Excerpts of pointing data
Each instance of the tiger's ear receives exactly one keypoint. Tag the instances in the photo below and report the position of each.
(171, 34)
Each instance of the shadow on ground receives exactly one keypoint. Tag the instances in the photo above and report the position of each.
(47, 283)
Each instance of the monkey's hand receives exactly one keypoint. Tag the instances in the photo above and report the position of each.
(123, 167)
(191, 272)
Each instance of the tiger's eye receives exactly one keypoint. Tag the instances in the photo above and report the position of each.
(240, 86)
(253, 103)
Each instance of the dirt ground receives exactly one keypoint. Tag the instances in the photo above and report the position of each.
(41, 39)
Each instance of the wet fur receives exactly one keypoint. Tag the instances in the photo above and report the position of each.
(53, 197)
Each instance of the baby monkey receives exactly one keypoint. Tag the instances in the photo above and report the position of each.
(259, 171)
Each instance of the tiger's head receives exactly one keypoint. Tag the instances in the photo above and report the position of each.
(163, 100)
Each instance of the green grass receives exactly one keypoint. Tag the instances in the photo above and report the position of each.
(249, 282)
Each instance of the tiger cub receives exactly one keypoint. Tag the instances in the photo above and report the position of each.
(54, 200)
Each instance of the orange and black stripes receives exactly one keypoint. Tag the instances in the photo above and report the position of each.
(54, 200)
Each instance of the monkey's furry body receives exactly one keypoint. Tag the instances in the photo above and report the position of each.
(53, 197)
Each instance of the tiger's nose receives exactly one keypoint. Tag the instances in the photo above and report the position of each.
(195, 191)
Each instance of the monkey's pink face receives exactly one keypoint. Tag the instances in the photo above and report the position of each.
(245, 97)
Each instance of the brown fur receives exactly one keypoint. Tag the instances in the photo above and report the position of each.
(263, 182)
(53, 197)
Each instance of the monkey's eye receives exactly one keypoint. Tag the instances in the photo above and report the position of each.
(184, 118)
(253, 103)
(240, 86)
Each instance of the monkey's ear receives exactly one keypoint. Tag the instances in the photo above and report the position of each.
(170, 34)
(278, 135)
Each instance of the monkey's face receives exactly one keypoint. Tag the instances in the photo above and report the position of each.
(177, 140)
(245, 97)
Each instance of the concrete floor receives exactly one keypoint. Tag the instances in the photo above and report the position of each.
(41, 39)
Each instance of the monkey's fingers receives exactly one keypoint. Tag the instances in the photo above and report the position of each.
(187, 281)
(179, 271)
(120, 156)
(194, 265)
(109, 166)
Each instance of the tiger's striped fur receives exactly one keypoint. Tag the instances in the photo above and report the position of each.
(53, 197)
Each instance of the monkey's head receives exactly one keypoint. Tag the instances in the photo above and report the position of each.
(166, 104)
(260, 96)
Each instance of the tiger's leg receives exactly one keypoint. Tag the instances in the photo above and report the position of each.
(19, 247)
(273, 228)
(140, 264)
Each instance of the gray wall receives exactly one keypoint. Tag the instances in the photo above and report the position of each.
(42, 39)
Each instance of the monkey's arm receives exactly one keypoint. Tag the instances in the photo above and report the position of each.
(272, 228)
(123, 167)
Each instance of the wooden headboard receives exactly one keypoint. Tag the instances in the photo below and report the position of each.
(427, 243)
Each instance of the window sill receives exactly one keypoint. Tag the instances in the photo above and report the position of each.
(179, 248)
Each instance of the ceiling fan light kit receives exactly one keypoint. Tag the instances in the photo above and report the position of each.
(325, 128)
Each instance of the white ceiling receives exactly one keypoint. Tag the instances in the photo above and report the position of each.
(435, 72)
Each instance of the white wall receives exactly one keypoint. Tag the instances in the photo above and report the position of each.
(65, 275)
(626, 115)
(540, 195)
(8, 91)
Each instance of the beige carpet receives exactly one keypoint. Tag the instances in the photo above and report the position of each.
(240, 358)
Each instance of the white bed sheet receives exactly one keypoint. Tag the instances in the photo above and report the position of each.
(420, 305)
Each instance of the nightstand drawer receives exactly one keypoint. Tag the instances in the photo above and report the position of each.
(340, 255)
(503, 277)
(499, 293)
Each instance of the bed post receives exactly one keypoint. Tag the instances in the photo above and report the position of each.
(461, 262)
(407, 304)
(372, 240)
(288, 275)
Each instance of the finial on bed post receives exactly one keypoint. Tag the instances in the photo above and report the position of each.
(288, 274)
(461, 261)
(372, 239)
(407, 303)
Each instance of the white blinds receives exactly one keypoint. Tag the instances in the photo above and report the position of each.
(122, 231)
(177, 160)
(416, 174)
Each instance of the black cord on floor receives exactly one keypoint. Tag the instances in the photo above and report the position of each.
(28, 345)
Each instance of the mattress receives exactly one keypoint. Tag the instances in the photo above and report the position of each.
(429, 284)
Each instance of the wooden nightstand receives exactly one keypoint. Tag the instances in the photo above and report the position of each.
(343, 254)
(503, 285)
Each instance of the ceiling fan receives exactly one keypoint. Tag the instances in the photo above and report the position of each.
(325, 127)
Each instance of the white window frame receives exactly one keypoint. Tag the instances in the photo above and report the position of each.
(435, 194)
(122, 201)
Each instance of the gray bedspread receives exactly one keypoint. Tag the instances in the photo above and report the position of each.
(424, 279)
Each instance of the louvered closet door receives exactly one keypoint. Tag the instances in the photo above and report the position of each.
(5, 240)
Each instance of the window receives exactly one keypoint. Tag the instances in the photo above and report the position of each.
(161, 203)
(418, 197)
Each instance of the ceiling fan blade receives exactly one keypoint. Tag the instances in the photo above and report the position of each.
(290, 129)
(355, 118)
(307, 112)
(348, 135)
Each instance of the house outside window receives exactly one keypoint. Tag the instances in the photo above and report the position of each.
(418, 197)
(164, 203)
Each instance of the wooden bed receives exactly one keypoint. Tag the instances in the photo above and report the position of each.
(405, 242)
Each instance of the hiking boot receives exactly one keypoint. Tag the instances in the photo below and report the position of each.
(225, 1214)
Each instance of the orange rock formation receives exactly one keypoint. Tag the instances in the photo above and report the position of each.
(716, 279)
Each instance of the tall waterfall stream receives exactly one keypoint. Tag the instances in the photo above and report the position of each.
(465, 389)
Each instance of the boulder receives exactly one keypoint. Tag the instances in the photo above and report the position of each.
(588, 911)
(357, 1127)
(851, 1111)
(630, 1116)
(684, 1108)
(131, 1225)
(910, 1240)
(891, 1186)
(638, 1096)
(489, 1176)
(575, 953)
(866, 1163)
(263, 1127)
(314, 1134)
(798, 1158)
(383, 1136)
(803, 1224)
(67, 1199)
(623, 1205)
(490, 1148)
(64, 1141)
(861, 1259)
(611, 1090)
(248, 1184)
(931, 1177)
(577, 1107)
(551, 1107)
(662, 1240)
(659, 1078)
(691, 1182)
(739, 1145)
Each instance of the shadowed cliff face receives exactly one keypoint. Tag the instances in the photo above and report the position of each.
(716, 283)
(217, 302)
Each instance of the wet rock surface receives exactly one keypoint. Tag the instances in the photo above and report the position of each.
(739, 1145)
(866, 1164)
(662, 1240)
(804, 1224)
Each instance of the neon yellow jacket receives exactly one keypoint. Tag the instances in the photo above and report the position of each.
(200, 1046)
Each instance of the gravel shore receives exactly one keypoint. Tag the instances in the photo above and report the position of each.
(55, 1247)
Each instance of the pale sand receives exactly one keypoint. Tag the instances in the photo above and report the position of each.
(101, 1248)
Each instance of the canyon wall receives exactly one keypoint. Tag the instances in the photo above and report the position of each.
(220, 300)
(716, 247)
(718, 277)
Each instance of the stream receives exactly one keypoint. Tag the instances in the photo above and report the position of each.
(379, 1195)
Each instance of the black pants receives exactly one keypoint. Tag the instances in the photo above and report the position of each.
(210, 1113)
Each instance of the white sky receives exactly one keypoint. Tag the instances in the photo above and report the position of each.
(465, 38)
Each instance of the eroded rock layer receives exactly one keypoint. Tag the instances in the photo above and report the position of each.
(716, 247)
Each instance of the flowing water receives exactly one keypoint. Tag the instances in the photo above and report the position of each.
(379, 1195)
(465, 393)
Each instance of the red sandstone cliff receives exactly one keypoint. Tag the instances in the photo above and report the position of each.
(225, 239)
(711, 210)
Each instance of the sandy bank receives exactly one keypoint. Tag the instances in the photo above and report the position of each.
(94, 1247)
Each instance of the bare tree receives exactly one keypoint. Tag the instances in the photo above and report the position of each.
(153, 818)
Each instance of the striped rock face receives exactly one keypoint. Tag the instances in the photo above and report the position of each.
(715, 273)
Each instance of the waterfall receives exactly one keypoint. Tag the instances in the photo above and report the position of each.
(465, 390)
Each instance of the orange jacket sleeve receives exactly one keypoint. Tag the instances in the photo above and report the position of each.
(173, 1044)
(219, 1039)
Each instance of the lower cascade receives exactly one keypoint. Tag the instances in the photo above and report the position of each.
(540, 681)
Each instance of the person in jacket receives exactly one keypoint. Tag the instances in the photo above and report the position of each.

◆ Directions for this task: In the entries above, find the line containing "Each instance of the flowing". Set down that line and every line after it through the last one, exactly and alone.

◆ Solution for this problem:
Each instance of the flowing water receives exactly one keypoint. Tag the instances in the photo above and report the position of each.
(379, 1195)
(465, 393)
Each instance of the red sandstone cliff receives exactly one keypoint. Tag the instances in the photo above and report the position of each.
(225, 239)
(711, 210)
Each instance of the sandy bank receives exactly one keypoint. Tag the instances in the photo above and report the position of each.
(94, 1247)
Each instance of the bare tree receives exactly one keypoint. Tag the instances in the photo above and report the position of each.
(153, 818)
Each instance of the striped rock face receives exactly one keypoint. Tag the instances in the photo above and report the position of each.
(715, 273)
Each instance of the waterfall receives exactly one keypoint. Tag the instances in the photo above and report the position of each.
(465, 390)
Each instance of the orange jacket sleeve receives exactly one keypoint. Tag the instances in the photo above and report the position of each.
(173, 1044)
(219, 1039)
Each instance of the lower cascade receives exactly one keypoint. Tag the instances in the photo above and report the position of each.
(540, 681)
Each instance of the person in jacket receives exactly one keypoint. Tag the instances in the photo above and report the position of each.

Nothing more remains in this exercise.